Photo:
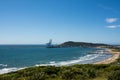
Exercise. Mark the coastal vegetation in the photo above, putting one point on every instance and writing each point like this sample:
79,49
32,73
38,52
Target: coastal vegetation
74,72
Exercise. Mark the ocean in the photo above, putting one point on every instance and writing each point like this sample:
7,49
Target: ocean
16,57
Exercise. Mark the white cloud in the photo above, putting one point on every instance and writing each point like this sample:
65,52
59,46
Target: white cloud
111,20
113,26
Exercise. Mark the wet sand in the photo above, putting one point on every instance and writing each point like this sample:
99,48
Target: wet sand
114,57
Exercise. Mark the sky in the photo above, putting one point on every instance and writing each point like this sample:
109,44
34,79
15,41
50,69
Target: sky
37,21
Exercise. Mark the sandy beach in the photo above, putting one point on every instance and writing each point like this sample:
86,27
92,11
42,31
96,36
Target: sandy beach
115,56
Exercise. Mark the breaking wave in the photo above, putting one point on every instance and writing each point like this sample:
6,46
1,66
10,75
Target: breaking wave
79,60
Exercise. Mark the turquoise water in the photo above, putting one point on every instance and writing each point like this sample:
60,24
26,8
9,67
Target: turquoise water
14,57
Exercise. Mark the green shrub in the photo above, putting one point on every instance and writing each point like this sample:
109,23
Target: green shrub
114,75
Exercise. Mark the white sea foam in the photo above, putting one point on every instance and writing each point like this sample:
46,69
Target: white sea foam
84,58
3,65
7,70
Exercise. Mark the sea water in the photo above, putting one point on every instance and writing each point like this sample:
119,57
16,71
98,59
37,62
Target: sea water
15,57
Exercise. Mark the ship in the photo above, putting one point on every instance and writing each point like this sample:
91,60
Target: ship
49,44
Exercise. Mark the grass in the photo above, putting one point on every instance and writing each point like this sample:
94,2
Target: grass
74,72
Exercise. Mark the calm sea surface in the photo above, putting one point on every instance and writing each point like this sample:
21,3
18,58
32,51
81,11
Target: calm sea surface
15,57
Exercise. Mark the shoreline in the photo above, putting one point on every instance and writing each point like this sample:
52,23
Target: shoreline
113,58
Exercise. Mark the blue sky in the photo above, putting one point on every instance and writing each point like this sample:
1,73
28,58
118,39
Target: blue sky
37,21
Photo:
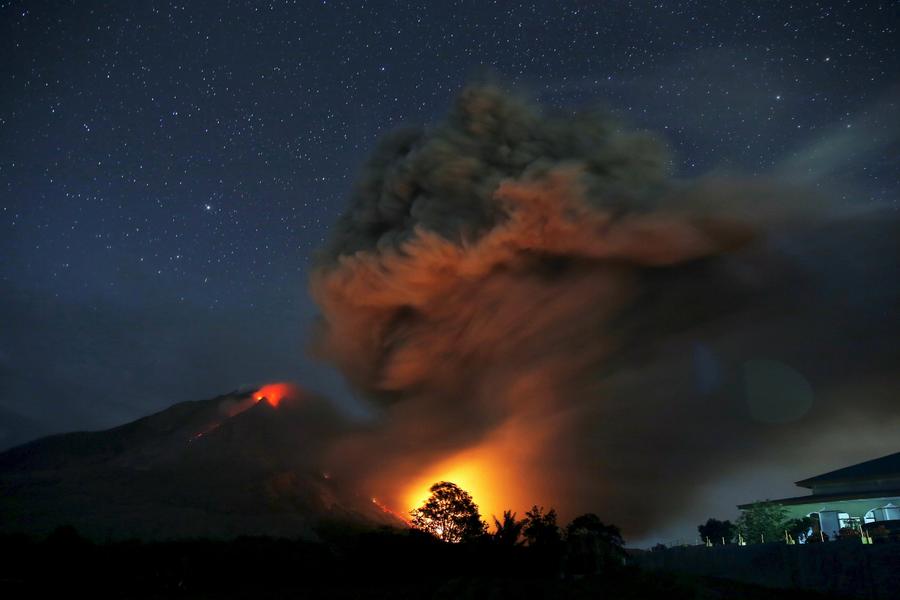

****************************************

== EXERCISE INSTRUCTIONS ==
Update all of the records above by changing "Target" to "Label" wherever it appears, keeping everything else the same, and omit the pictures from your answer.

== SOLUTION TO THIS EXERCISE ==
Photo:
Exercise. Mark the coastal vegetation in the photo above, putting one point on every instance and writing each point like this sample:
79,49
32,73
38,52
Label: coastal vegetation
74,72
Exercise. Mark the ocean in the photo above, putting one point on every instance and writing each point like this sample:
7,49
Label: ocean
16,57
Exercise. Mark the white cloud in the photo above, putting one point on every instance and writing each point like this sample:
65,52
59,46
Label: white cloud
111,20
113,26
Exercise. Mark the wet sand in the photo above, putting one point on every instance and writing each point like this sample:
99,48
Label: wet sand
114,57
Exercise. Mark the sky in the photo above, putting one point on every instance and writing each point like this sample:
109,44
34,79
15,41
50,69
Label: sky
37,21
Exercise. Mark the sandy beach in the photo above, putting one point on every instance and writing each point like this sample:
86,27
92,11
42,31
96,36
Label: sandy beach
115,56
Exercise. Mark the breaking wave in the photo above, putting one point on every instance and writing each point like this sample:
6,46
1,66
10,75
Label: breaking wave
79,60
Exercise. Mark the turquoise water in the photo above, putting one point on every instance and writing each point like this sample:
60,24
26,8
9,67
Label: turquoise water
14,57
Exercise. Mark the green shrub in the photo above, putting one point on every instance and writing each point like this sample:
109,23
Label: green shrub
114,75
Exercise. Mark the white sea foam in the photo above, putting one point on every instance and writing each point like this sample:
46,69
Label: white sea foam
84,58
3,65
7,70
Exercise. Mark the sea water in the photo above, putting one point on every instance and writing each point like this sample:
119,57
16,71
98,59
37,62
Label: sea water
15,57
Exercise. Mark the ship in the photo above, putting one point on every instance and writing each point like this sample:
91,60
Label: ship
49,44
Exercise. Mark the grass in the photo above, putting one point on every instance and writing each point like this sample:
94,2
Label: grass
74,72
Exercise. Mark the calm sea surface in the photo above, putting one point on every instance and writing each point like this sample:
21,3
18,58
32,51
81,11
Label: calm sea surface
15,57
Exercise. Mark the shoreline in the photo above, putting one point on every instance and writing each point like this sample:
52,23
Label: shoreline
113,58
Exercise. Mark the blue sky in the photo above, putting one point on every instance and writing each point like this sample:
1,73
28,58
118,39
Label: blue sky
37,21
Photo:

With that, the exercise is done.